**** DATA IN THIS EXERCISE

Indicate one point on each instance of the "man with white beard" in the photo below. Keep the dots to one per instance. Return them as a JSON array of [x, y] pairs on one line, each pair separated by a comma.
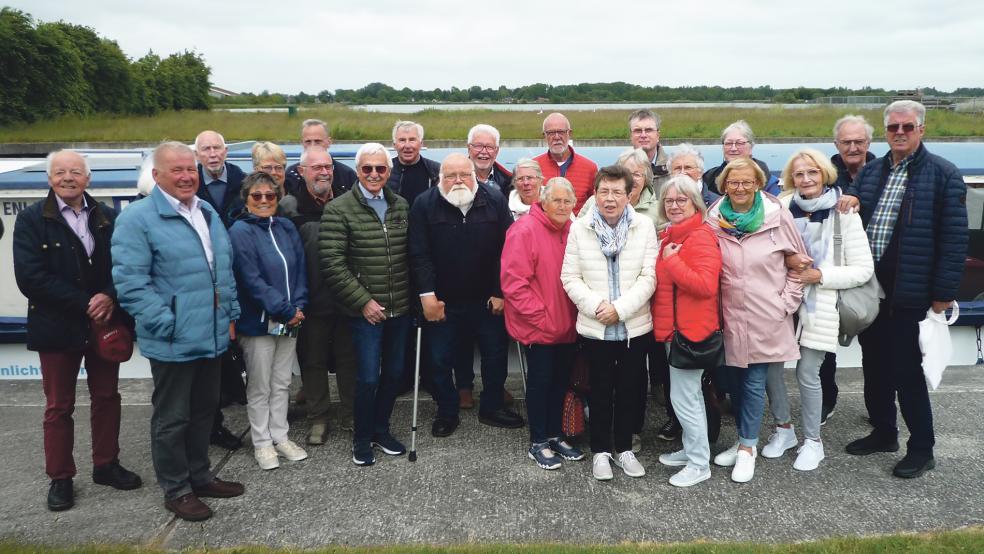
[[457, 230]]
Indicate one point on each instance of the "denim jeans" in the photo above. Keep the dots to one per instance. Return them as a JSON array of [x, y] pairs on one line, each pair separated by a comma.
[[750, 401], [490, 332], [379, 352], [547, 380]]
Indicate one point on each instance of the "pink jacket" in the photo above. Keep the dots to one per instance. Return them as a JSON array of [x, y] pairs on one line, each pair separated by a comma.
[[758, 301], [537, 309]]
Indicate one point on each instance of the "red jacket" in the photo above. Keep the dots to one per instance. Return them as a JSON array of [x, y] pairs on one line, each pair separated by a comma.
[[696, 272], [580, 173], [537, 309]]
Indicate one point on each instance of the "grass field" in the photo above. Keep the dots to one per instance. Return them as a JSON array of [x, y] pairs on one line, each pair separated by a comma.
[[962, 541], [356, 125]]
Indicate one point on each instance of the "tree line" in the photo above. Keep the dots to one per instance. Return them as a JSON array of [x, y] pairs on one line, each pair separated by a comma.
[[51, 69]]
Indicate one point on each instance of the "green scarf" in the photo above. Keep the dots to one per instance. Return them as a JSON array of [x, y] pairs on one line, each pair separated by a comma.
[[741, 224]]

********
**** DATA IN THIS EXERCISE

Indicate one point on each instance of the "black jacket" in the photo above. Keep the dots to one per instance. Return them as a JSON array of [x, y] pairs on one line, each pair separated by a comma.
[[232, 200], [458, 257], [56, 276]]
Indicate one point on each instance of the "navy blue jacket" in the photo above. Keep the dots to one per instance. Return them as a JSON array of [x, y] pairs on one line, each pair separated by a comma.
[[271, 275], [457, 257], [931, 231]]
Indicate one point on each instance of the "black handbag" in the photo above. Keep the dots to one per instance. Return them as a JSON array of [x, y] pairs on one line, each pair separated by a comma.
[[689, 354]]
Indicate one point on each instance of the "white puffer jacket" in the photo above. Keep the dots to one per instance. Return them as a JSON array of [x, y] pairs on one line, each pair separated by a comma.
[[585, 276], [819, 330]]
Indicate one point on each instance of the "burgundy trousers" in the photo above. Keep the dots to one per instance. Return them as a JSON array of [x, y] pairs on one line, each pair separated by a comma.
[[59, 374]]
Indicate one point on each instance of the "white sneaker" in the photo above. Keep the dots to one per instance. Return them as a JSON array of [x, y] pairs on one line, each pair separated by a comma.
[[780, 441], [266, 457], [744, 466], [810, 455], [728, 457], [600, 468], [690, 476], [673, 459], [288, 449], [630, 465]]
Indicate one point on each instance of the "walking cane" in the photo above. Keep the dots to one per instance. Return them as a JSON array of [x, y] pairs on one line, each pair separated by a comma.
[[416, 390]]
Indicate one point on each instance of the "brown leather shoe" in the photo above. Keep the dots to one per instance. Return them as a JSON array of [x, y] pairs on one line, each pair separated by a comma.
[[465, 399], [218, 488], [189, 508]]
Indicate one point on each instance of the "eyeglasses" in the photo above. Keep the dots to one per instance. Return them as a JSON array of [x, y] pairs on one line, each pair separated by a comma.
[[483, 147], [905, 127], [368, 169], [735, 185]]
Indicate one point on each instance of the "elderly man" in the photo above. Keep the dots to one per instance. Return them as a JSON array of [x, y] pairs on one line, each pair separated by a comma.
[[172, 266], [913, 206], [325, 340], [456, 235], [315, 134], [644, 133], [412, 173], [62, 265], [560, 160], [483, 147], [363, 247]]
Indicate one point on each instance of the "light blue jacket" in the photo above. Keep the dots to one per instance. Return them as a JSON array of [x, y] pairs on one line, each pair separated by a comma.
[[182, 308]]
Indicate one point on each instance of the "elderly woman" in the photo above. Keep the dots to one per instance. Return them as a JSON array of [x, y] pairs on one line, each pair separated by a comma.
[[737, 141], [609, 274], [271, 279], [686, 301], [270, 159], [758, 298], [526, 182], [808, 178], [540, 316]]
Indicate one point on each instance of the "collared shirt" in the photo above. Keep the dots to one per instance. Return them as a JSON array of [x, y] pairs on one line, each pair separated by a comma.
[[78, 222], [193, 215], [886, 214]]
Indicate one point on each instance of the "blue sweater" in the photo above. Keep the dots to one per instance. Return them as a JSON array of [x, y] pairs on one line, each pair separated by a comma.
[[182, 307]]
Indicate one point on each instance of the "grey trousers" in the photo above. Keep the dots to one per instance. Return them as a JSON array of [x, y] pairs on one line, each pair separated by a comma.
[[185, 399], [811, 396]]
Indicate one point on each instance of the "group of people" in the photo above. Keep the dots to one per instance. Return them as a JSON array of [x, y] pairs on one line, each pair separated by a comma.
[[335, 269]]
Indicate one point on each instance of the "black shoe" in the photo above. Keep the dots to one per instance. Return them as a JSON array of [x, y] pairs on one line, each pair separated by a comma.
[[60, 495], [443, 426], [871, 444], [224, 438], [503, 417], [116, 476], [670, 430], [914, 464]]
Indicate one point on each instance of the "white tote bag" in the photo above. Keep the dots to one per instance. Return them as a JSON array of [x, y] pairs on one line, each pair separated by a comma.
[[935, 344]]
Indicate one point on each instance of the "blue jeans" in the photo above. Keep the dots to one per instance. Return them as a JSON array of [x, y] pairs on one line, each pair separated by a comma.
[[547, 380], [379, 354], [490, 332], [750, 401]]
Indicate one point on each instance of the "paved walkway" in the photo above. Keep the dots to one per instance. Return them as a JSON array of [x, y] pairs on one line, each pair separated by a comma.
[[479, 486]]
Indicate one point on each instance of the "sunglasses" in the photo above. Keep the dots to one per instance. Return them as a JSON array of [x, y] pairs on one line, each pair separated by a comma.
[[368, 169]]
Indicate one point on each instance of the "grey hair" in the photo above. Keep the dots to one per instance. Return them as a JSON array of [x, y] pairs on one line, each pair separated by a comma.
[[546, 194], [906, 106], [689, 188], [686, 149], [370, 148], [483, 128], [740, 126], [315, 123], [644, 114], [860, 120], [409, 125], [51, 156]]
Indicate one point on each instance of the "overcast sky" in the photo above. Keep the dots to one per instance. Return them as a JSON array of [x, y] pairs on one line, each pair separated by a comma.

********

§ WRITTEN REQUEST
Can you lay out the records from the line containing "the photo below." up to and including the line containing "[[457, 230]]" as a two-column CSV with the headers text and answer, one row per record, each value in its own quoted field with line breaks changed to spaces and the pictures left out?

§ WORKED ANSWER
text,answer
"Indicate one point on each instance of the ""man with white beard"" in the photo below. Keep the dots to one per instance. Return them as a JSON array of [x, y] pairs on one line, each pair separated by a comma.","[[457, 230]]"